O fato de apenas as hipóteses descritas no artigo 10 da Lei n° 8.429/92 ensejar, em regra, prejuízo ao erário e, portanto, o respectivo ressarcimento aos cofres públicos, não significa que as situações listadas nos artigos 9° e 11 da referida lei não enseja imposição de pena que visa à recuperação do patrimônio público em sentido amplo.
Assim, mesmo nas situações em que a prática do ato ímprobo importe em ação de improbidade administrativa decorrente de enriquecimento ilícito do agente ou em virtude de violação aos princípios da Administração Pública (situações descritas nos artigos 9°e 11 da Lei n° 8.429/92 respectivamente), há interesse do Poder Público em promover medidas que visam à recuperação do patrimônio público, nos termos dos artigos 14, 16 e 17 da Lei n° 8.429/92, in literis:
Art. 14. Qualquer pessoa poderá representar à autoridade administrativa competente para que seja instaurada investigação destinada a apurar a prática de ato de improbidade. (gn)
Art. 16. Havendo fundados indícios de responsabilidade, a comissão representará ao Ministério Público ou à procuradoria do órgão para que requeira ao juízo competente a decretação do seqüestro dos bens do agente ou terceiro que tenha enriquecido ilicitamente ou causado dano ao patrimônio público. (gn)
Art. 17. A ação principal, que terá o rito ordinário, será proposta pelo Ministério Público ou pela pessoa jurídica interessada, dentro de trinta dias da efetivação da medida cautelar.
Inclusive, por oportuno destacar que a lei, em momento algum, restringiu a atuação da pessoa jurídica de direito público apenas às hipóteses em que a prática de atos de improbidade administrativa importe em prejuízo ao erário, previstas no artigo 10 da Lei n° 8.429/92. Ao contrário, o Capítulo V, que trata do procedimento administrativo e do processo judicial, refere-se a todas as condutas ímprobas, expostas nos artigos 9°, 10 e 11, da referida lei. Se o legislador não restringiu o alcance da norma, não cabe ao intérprete restringi-la.

## Registros apresentados
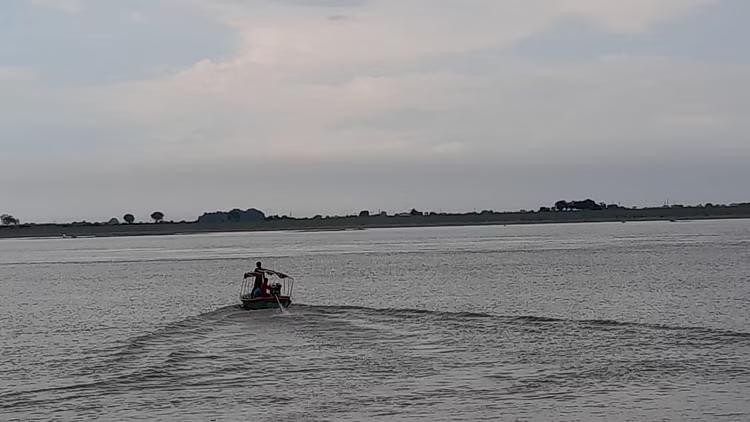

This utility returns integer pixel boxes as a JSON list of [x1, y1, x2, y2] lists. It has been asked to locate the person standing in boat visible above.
[[245, 261, 266, 299]]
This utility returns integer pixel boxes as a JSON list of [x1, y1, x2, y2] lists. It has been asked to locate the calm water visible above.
[[0, 220, 750, 421]]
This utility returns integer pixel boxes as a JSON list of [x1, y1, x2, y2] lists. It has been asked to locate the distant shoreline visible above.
[[0, 204, 750, 239]]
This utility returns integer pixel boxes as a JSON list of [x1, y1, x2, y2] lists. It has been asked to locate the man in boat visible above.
[[245, 261, 289, 299], [245, 261, 268, 299]]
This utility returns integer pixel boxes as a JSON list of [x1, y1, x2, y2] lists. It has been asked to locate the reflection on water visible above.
[[0, 221, 750, 421]]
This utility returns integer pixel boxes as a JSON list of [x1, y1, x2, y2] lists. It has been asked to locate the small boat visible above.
[[240, 270, 294, 310]]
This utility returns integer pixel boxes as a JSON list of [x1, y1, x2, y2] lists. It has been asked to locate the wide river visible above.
[[0, 220, 750, 422]]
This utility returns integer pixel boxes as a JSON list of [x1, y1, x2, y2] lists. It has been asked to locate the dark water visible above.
[[0, 221, 750, 421]]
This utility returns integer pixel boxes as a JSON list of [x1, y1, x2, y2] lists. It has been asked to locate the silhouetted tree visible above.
[[151, 211, 164, 223], [0, 214, 18, 226], [227, 208, 242, 223]]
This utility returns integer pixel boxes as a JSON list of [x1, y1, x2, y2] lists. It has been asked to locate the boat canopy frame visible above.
[[239, 270, 294, 300]]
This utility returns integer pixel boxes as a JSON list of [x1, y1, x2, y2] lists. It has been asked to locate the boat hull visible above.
[[242, 296, 292, 310]]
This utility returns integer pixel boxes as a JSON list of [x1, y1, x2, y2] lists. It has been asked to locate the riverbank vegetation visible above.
[[0, 199, 750, 238]]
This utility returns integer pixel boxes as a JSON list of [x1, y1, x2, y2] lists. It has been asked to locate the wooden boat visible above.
[[240, 270, 294, 310]]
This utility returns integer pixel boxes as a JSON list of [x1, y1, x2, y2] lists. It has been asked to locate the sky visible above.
[[0, 0, 750, 222]]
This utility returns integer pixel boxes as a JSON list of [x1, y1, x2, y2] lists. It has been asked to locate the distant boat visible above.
[[240, 270, 294, 310]]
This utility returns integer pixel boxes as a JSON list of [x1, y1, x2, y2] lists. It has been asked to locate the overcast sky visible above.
[[0, 0, 750, 222]]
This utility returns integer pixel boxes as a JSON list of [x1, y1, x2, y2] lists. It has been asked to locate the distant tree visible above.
[[227, 208, 242, 223], [568, 199, 602, 211], [0, 214, 19, 226], [555, 200, 570, 211], [151, 211, 164, 223]]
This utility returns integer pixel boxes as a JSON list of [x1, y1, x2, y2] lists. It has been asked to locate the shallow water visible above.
[[0, 220, 750, 421]]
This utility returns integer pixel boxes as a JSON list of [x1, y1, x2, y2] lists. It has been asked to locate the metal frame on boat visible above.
[[240, 270, 294, 309]]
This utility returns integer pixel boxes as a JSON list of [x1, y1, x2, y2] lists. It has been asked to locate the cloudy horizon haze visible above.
[[0, 0, 750, 222]]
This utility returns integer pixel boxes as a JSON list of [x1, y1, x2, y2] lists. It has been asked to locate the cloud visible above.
[[30, 0, 84, 14], [0, 66, 38, 83], [5, 0, 750, 221], [559, 0, 718, 33]]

## Conjunto de tarefas
1. De acordo com o texto fornecido, em que prazo a ação principal deve ser proposta?
2. Indique se cada afirmação a seguir está de acordo com o texto fornecido, respondendo sim ou não e citando as palavras do texto que decidem a questão: (a) Qualquer pessoa pode representar à autoridade administrativa competente para que se instaure investigação sobre ato de improbidade. (b) A ação principal segue o rito sumário. (c) O Capítulo V trata somente das condutas previstas no artigo 10.

## Respostas esperadas
1. Dentro de trinta dias da efetivação da medida cautelar.

2.
(a) Sim: "Qualquer pessoa poderá representar à autoridade administrativa competente para que seja instaurada investigação destinada a apurar a prática de ato de improbidade."
(b) Não: "A ação principal, que terá o rito ordinário".
(c) Não: "refere-se a todas as condutas ímprobas, expostas nos artigos 9°, 10 e 11, da referida lei."